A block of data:

****

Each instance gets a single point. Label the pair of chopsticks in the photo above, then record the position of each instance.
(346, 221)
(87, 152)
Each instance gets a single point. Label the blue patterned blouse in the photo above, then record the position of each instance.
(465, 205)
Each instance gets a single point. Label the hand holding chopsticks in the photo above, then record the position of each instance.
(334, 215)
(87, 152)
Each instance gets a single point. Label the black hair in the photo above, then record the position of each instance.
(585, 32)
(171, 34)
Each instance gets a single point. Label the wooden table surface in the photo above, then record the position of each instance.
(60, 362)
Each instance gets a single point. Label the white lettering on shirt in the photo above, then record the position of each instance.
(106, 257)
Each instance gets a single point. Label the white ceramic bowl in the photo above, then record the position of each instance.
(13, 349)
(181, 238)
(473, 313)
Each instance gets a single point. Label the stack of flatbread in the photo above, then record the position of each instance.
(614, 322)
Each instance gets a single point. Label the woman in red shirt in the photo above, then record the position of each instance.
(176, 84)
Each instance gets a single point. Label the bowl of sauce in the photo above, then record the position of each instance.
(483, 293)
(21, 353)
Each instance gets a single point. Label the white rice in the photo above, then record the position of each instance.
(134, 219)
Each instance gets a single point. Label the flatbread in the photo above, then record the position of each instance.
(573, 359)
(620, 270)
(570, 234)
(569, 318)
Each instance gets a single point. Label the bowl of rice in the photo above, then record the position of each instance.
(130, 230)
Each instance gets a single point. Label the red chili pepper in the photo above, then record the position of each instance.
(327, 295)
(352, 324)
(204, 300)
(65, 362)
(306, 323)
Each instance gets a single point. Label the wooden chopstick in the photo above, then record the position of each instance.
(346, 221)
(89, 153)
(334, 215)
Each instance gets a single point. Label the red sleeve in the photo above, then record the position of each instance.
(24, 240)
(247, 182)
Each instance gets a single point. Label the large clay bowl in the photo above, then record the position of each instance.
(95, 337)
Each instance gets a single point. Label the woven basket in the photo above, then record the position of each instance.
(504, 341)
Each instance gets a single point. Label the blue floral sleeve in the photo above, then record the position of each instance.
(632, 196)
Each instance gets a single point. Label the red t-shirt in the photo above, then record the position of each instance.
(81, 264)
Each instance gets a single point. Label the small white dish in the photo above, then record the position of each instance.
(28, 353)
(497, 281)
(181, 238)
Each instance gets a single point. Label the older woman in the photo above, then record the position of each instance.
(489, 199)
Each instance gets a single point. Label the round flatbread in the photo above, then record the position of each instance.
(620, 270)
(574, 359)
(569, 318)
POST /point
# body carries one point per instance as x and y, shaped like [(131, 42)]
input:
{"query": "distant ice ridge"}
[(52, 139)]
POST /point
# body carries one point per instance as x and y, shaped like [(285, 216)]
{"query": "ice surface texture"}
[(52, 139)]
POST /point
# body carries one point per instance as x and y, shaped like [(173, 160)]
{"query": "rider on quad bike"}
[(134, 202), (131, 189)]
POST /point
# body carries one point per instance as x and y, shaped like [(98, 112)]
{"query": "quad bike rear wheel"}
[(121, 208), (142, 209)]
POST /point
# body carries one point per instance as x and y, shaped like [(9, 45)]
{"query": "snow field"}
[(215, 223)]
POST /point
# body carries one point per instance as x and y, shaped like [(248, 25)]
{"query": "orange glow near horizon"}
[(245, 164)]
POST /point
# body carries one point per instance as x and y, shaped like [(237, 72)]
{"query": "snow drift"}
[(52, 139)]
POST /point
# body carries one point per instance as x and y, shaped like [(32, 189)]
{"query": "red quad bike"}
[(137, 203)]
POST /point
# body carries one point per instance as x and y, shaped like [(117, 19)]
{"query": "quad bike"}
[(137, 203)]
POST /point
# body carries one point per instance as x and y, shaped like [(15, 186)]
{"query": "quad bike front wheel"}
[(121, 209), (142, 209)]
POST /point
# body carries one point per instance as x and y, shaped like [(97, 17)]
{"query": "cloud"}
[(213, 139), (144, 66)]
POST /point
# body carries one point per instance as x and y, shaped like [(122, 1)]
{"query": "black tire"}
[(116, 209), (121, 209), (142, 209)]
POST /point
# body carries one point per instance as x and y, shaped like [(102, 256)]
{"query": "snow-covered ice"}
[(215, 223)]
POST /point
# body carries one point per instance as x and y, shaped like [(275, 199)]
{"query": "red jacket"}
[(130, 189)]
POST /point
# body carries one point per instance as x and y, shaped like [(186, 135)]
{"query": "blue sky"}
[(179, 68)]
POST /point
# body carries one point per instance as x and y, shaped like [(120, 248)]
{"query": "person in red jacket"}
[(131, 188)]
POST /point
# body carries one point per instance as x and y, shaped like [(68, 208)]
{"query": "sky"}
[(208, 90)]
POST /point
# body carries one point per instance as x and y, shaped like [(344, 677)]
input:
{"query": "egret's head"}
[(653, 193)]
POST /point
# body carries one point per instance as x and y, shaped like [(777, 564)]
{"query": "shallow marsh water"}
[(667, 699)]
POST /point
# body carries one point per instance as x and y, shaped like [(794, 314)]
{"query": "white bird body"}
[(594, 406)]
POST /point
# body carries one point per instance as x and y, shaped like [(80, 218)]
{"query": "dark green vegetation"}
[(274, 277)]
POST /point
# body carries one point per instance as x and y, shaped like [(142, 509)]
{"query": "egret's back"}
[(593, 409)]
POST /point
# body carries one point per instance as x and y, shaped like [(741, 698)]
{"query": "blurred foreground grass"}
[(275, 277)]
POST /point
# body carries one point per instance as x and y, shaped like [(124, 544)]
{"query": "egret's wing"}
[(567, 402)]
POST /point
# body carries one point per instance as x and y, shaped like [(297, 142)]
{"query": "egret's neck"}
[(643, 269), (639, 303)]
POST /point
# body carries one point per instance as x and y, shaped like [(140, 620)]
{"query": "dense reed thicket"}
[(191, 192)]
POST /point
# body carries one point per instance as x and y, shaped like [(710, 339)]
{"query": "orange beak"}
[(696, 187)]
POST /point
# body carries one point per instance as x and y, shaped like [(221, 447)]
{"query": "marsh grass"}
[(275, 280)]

****

- _SET TASK_
Print the whole listing again, exactly.

- _COMPLETED TASK_
Each instance gets a single point. Label the pair of chopsticks in the photo above, then record the position of each instance.
(346, 221)
(87, 152)
Each instance gets a single point. Label the blue patterned blouse in the photo above, then record the position of each instance.
(465, 205)
Each instance gets a single point. Label the hand holding chopsticks in the photo above, then record the position of each instance.
(334, 215)
(87, 152)
Each instance gets a single point. Label the black hair in the photo above, then record the position of each instance.
(585, 32)
(171, 34)
Each instance gets a single point. Label the wooden table surface in the photo above, then record the position of each instance.
(60, 362)
Each instance gets a single point. Label the white lettering on shirt in the photo above, then record the position of each instance.
(106, 257)
Each instance gets a single point. Label the white ceramic bowl in the photo above, then record the position of each instance.
(13, 349)
(181, 238)
(473, 313)
Each instance gets a single point. Label the stack of flatbread in the photo above, then record the position of each instance.
(614, 322)
Each instance gets a single point. Label the woman in red shirt in the photo above, then record the position of each instance.
(176, 84)
Each instance gets a single point. Label the bowl of sauce in the photo above, then record the position of each instance.
(483, 293)
(21, 353)
Each instance gets a single point. Label the white rice in the photo above, then record the position of each instance.
(134, 219)
Each instance gets a single point. Label the flatbread in the photo above, then record the position of each instance.
(573, 359)
(620, 270)
(570, 234)
(569, 318)
Each instance gets a single point. Label the bowl of rice in the photo above, then record the position of each instance.
(130, 230)
Each instance gets a single point. Label the red chili pepper in the photo above, then record the position of each instance.
(327, 295)
(352, 324)
(204, 300)
(65, 362)
(306, 323)
Each instance gets a single point. Label the wooden chopstick in the photo above, then record the position of each instance.
(346, 221)
(89, 153)
(334, 215)
Each instance gets a single point. Label the red sleeve in the photo above, then record the position of each instance.
(24, 240)
(247, 182)
Each instance gets a single point. Label the large clay bowl in the photo above, then record the position of each instance.
(95, 337)
Each instance gets a single point. Label the woven basket in the photo above, then record the position of each instance.
(504, 341)
Each instance gets a single point. Label the blue floral sleeve in the photo above, then record the position of each instance.
(632, 196)
Each instance gets a single point. Label the red t-shirt in the photo above, then record the position of each instance.
(81, 264)
Each instance gets a single point. Label the small white dish in the photo above, then record the position of each instance.
(28, 353)
(497, 281)
(181, 238)
Each instance gets a single point. Label the older woman in the photo above, then record the position of each instance.
(489, 199)
Each instance gets a single point. Label the round flatbread in the photo above, then record the position of each instance.
(620, 270)
(574, 359)
(569, 318)
POST /point
# body carries one point per instance as x and y, shaped like [(131, 42)]
input:
{"query": "distant ice ridge"}
[(52, 139)]
POST /point
# body carries one point per instance as x and y, shaped like [(285, 216)]
{"query": "ice surface texture"}
[(52, 139)]
POST /point
# body carries one point per instance as x and y, shaped like [(173, 160)]
{"query": "rider on quad bike"}
[(134, 202), (131, 189)]
POST /point
# body carries one point per instance as x and y, shaped like [(98, 112)]
{"query": "quad bike rear wheel"}
[(121, 208), (142, 209)]
POST /point
# body carries one point per instance as x and y, shaped like [(9, 45)]
{"query": "snow field"}
[(215, 223)]
POST /point
# body carries one point per instance as x and y, shaped like [(248, 25)]
{"query": "orange glow near horizon"}
[(245, 164)]
POST /point
# body carries one point per instance as x and y, shaped like [(237, 72)]
{"query": "snow drift"}
[(52, 139)]
POST /point
# body carries one point per instance as x and y, shaped like [(32, 189)]
{"query": "red quad bike"}
[(137, 203)]
POST /point
# body carries one point per instance as x and y, shaped like [(117, 19)]
{"query": "quad bike"}
[(137, 203)]
POST /point
# body carries one point per instance as x and y, shaped like [(15, 186)]
{"query": "quad bike front wheel"}
[(121, 209), (142, 209)]
POST /point
# body carries one point per instance as x and y, shaped like [(97, 17)]
{"query": "cloud"}
[(213, 139), (144, 66)]
POST /point
# body carries one point per instance as x and y, shaped like [(122, 1)]
{"query": "black tire"}
[(116, 209), (121, 209), (142, 209)]
POST /point
# body carries one point per instance as x and y, shaped like [(102, 256)]
{"query": "snow-covered ice"}
[(215, 223)]
POST /point
# body carries one point per instance as x and y, shaped like [(275, 199)]
{"query": "red jacket"}
[(130, 189)]
POST /point
# body carries one point per instance as x and y, shaped like [(186, 135)]
{"query": "blue sky"}
[(179, 68)]
POST /point
# body carries one point per instance as x and y, shaped like [(120, 248)]
{"query": "person in red jacket"}
[(131, 188)]
POST /point
# body carries one point per instance as x and y, shaped like [(68, 208)]
{"query": "sky"}
[(208, 90)]
POST /point
# body carries one point per instance as x and y, shaped like [(344, 677)]
input:
{"query": "egret's head"}
[(653, 193)]
POST /point
# body carries one point per instance as x and y, shaped like [(777, 564)]
{"query": "shallow marsh water"}
[(667, 699)]
POST /point
# body carries one point per instance as x and y, shaped like [(794, 314)]
{"query": "white bird body"}
[(594, 406)]
POST /point
# body carries one point per instance as x and y, shaped like [(80, 218)]
{"query": "dark green vegetation"}
[(274, 277)]
POST /point
# body carries one point per instance as x and y, shaped like [(142, 509)]
{"query": "egret's back"}
[(593, 409)]
POST /point
# body carries one point per instance as x and y, shaped like [(741, 698)]
{"query": "blurred foreground grass"}
[(275, 277)]
POST /point
# body carries one point per instance as x and y, shaped like [(124, 544)]
{"query": "egret's wing"}
[(567, 402)]
POST /point
# body carries one point per instance as x and y, shaped like [(297, 142)]
{"query": "egret's neck"}
[(643, 269), (639, 303)]
POST /point
# body carries one point per instance as x and y, shaped like [(140, 620)]
{"query": "dense reed thicket"}
[(191, 192)]
POST /point
# body carries one point per instance as x and y, shaped like [(710, 339)]
{"query": "orange beak"}
[(696, 187)]
POST /point
# body carries one point per instance as x and y, shaped like [(221, 447)]
{"query": "marsh grass"}
[(275, 280)]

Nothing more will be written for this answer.